> Exercise directions: Repeat every one of the lines below word for word, leaving the pictures out of your answer.

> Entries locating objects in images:

## start

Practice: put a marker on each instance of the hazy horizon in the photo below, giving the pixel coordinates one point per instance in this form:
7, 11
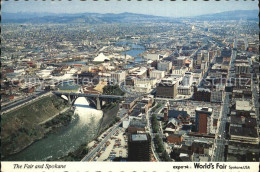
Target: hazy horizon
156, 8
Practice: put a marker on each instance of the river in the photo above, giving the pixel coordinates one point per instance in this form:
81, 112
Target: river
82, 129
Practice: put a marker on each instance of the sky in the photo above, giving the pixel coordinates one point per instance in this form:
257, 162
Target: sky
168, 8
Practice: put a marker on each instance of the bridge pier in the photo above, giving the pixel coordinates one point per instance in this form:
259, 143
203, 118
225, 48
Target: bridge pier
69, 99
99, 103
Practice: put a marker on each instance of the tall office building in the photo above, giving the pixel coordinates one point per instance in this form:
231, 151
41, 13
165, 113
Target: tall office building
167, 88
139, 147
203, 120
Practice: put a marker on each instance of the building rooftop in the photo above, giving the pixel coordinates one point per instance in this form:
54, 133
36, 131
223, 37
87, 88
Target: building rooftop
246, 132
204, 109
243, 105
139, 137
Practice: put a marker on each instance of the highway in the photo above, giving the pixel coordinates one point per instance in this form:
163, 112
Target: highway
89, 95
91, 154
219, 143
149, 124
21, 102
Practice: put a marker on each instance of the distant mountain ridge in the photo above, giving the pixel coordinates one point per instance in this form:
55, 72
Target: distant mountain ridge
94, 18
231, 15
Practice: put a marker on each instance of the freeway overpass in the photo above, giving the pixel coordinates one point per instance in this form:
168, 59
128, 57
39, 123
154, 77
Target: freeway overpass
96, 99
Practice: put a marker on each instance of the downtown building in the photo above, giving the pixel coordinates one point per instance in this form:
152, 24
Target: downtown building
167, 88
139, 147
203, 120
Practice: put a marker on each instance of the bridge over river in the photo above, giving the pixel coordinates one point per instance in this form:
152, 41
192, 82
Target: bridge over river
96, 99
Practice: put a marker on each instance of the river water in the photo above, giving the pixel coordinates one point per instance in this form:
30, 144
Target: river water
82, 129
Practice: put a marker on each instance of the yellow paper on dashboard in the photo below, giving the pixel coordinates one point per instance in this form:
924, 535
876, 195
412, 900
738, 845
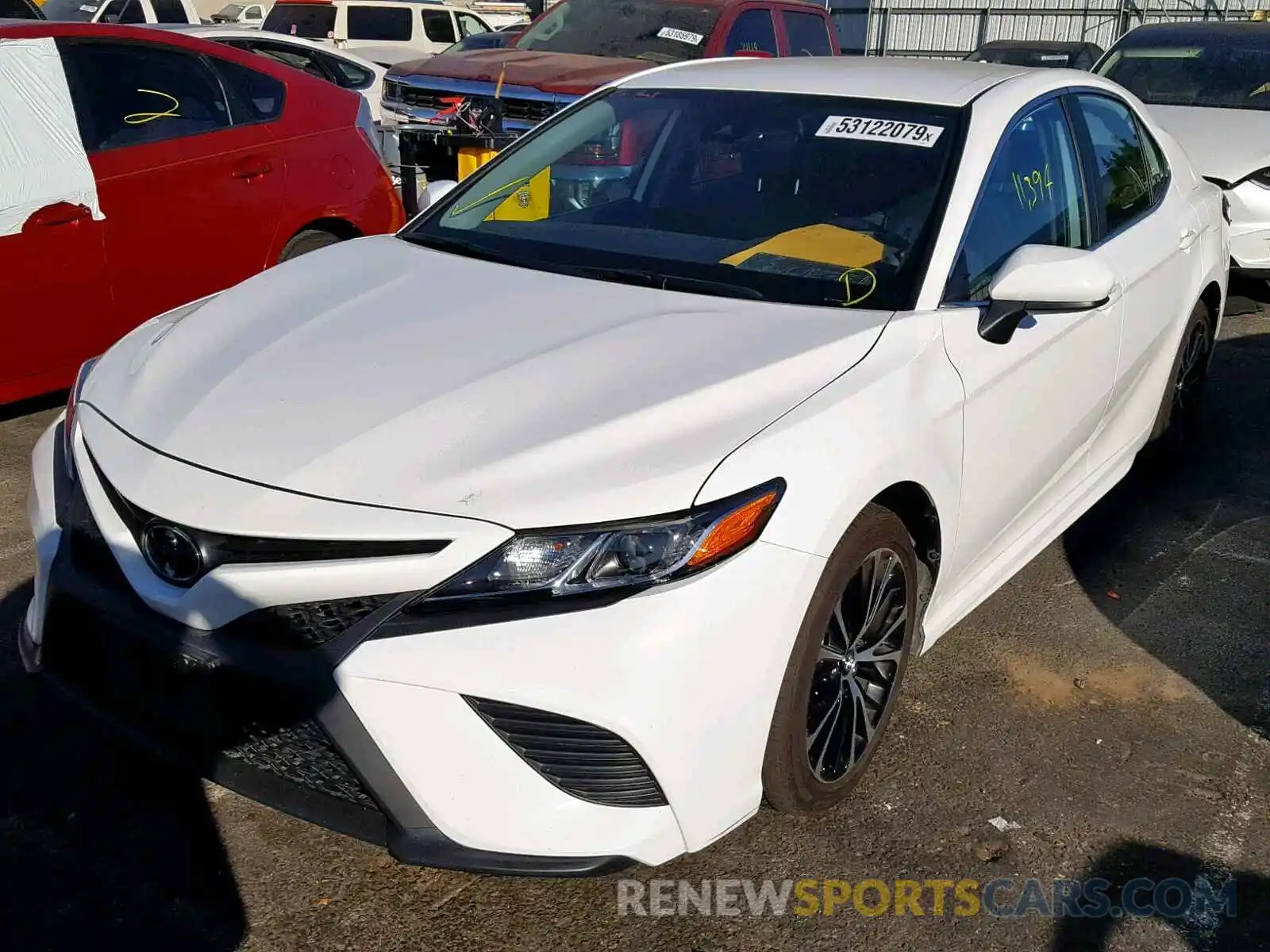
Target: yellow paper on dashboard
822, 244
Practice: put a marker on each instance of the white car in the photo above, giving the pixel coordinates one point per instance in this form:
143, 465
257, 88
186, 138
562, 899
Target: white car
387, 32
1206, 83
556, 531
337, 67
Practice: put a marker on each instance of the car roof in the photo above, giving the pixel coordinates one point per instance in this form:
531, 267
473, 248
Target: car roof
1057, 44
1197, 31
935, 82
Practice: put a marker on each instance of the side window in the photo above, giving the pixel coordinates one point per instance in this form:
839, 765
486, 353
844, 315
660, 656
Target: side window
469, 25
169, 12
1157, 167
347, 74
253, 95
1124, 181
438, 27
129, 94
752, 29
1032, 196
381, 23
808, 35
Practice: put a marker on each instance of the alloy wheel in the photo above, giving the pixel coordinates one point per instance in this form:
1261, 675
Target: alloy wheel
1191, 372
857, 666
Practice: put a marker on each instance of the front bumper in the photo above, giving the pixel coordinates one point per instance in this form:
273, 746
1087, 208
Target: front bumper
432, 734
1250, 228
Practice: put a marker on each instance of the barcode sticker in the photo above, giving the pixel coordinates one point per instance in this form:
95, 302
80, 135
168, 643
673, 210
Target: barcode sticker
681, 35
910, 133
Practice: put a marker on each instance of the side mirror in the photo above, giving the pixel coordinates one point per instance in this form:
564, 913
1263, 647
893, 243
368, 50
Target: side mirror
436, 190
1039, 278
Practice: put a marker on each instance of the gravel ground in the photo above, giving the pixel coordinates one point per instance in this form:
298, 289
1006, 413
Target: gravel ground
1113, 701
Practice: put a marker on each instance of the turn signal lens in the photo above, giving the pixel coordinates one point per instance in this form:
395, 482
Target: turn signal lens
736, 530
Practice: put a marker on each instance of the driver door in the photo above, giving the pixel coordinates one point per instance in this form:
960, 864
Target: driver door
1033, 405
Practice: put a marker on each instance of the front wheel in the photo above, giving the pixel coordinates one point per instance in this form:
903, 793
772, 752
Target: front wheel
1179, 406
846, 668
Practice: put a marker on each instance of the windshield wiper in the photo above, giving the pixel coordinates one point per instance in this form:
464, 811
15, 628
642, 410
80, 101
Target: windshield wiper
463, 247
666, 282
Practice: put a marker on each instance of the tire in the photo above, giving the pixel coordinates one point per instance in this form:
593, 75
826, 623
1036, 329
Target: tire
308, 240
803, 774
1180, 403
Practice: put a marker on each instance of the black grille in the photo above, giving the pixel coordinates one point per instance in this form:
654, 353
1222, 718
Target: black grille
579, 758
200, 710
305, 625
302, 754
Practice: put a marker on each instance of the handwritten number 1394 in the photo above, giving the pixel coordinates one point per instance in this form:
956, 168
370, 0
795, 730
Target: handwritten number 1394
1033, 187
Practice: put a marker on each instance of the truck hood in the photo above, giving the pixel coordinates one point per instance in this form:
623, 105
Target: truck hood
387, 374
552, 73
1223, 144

## end

> The reply:
Practice: put a marker on each instance of the hazy horizon in the photo below, giving the pixel coordinates one point per instance in this form:
7, 11
Target: hazy horizon
156, 8
Practice: put a marker on each instance of the river in the photo above, giving the pixel coordinates one point per instance in this form:
81, 112
Target: river
82, 129
Practice: put a marker on each instance of the sky in the photo above, giving the pixel coordinates one point per instance in this form:
257, 162
Target: sky
168, 8
Practice: put a marker on each instance of the bridge pier in the photo above, giving the pixel coordinates one point per instance in this form:
259, 143
203, 118
225, 48
Target: bridge pier
69, 99
99, 103
Practice: put a marker on each instance of the tall office building in the photo above, giving the pixel coordinates one point per instance in this form:
231, 151
41, 13
165, 113
Target: tall office building
167, 88
139, 147
203, 120
Practice: put a marker on each instance of the building rooftop in the photo above, giving the pixel coordinates one point per instance in this form:
54, 133
36, 131
223, 37
87, 88
Target: building rooftop
246, 132
204, 109
243, 105
139, 137
Practice: put a marker on each instance of the highway in the photo above, giving the pixel coordinates one point per instance in this form:
163, 112
Target: highway
89, 95
91, 154
219, 143
149, 124
21, 102
Practice: put a marker on each instance of the distant mountain ridge in the photo above, giving the pixel coordinates one point per instance in this form:
55, 72
Target: distant mountain ridge
94, 18
231, 15
Practice: put a marker on each instance of the freeway overpass in the photo above, giving the pixel coordinates one point per instance in this form:
168, 59
128, 57
39, 123
154, 77
Target: freeway overpass
96, 99
Practice: put a marker on each instance of the downtown building in the photo above, giving the pixel coordinates one point per instance in this form:
152, 24
Target: downtown building
167, 88
139, 147
203, 120
Practice: put a marker on each instance of the bridge over river in the photo above, giving the pixel coordinates one point per instance in this form:
152, 41
192, 82
Target: bridge over river
96, 99
Practice: put a marker on each instance of the river water in the photo above, giving the pixel coordinates one point per instance in this form:
30, 144
Target: river water
82, 129
Practice: put a marker on each instance of the yellow paper on dashboard in the photo below, giving the pixel coordinates one point per instance in this form:
924, 535
876, 195
412, 900
738, 845
Target: yellow paper on dashboard
822, 244
Practice: put a marker on each instance of the white car in the photo above, giving the pixel coordinates one point per instance in this form:
143, 465
257, 88
186, 138
562, 899
Target: white car
387, 32
1206, 83
556, 531
337, 67
Practice: put a marker on each instance of the car roof in the photo above, giving the pixel coordinates one point per instance in this form:
531, 267
473, 248
Target: car roof
1057, 44
1197, 31
935, 82
Practice: put a marker on each instance of the side window in the photo above, giving the pixel coordinates one point per instance in this form:
839, 765
486, 353
844, 315
660, 656
Target: side window
469, 25
169, 12
1157, 167
347, 74
253, 95
1124, 181
438, 27
129, 94
752, 29
1032, 196
381, 23
808, 35
Practice: put a marker on each instance of the alloy wheel in the photo above, giving the pixel coordinates one point per instance in this form:
1261, 675
Target: alloy wheel
1191, 372
857, 666
Practice: put a marker on each instance of the front bumper in the photo above, giving the pixel coordinates one point per instance in this form:
273, 746
1087, 208
Target: front bumper
432, 734
1250, 228
Practice: put a marker on each instance of the barcode sticker in the photo above, giving the pixel coordinates one point per instance in this form:
95, 302
80, 135
168, 643
673, 210
Target: barcode sticker
681, 35
910, 133
Practice: put a marker on each instance of the side mirror in the photo above, giving the pixel coordinates one point per instance in this form:
564, 913
1263, 647
893, 243
368, 50
Target: side mirror
436, 190
1039, 278
Practice: put a marker on each instance of the gravel ground in the photo above, giving the pixel coordinates one point per instance in this form:
298, 289
1006, 413
Target: gravel ground
1113, 701
Practice: put a marker on each instance of the turn signal lens in the photo above, giving the pixel coordinates one point per instance in this form:
395, 482
Target: turn signal lens
736, 530
Practice: put a marker on each instance of the driver door in the photo above, giving the pixel coordinates one point per instance in this form:
960, 864
Target: driver door
1033, 405
Practice: put a marker on each instance of the front wheel in the photo above, giving the pixel coordinates one point per instance in this form:
903, 793
772, 752
Target: front wheel
1179, 406
846, 668
Practice: put a marker on each instance of the windshield wiper in the photo above, giving the pixel coordinates one point per instance in this form:
464, 811
15, 628
642, 410
80, 101
Target: windshield wiper
463, 247
666, 282
Practice: put a marker on each instance of the tire in the photo above, giving the pixel coordinates one point per instance in this form:
593, 75
826, 623
1036, 329
Target: tire
308, 240
803, 774
1180, 403
Practice: put a marker on each instance of the black grille in the photo above, giving the pixel coordinates one point per instance in this form:
654, 353
1222, 718
Target: black grille
579, 758
200, 710
305, 625
302, 754
Practice: put a marker on each instance of the handwritten number 1394 in the photo above, giving the pixel coordinates one point per instance in this form:
956, 168
370, 0
795, 730
Target: handwritten number 1394
1033, 187
Practice: put a marker on each instance of the truck hood in the photo above, giving the pixel coordinates one point per instance in this form:
623, 105
Target: truck hood
387, 374
552, 73
1223, 144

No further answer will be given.